[Records of labeled points]
## BEGIN
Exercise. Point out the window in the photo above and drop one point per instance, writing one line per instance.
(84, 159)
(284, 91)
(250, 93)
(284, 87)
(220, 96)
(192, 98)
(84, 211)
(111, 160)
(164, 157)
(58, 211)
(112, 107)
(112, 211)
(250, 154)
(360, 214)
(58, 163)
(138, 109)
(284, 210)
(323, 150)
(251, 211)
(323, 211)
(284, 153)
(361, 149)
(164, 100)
## END
* [Problem statement] Reproduce every line of the records above without any change.

* [Result for this task]
Exercise. Point out the window in the photo above and drop one point per instance, writing one line per instance.
(84, 159)
(284, 91)
(250, 93)
(284, 87)
(220, 96)
(192, 98)
(84, 211)
(111, 160)
(164, 157)
(58, 211)
(112, 107)
(112, 211)
(250, 154)
(360, 214)
(58, 163)
(138, 109)
(284, 210)
(323, 150)
(251, 211)
(323, 211)
(284, 153)
(361, 149)
(164, 100)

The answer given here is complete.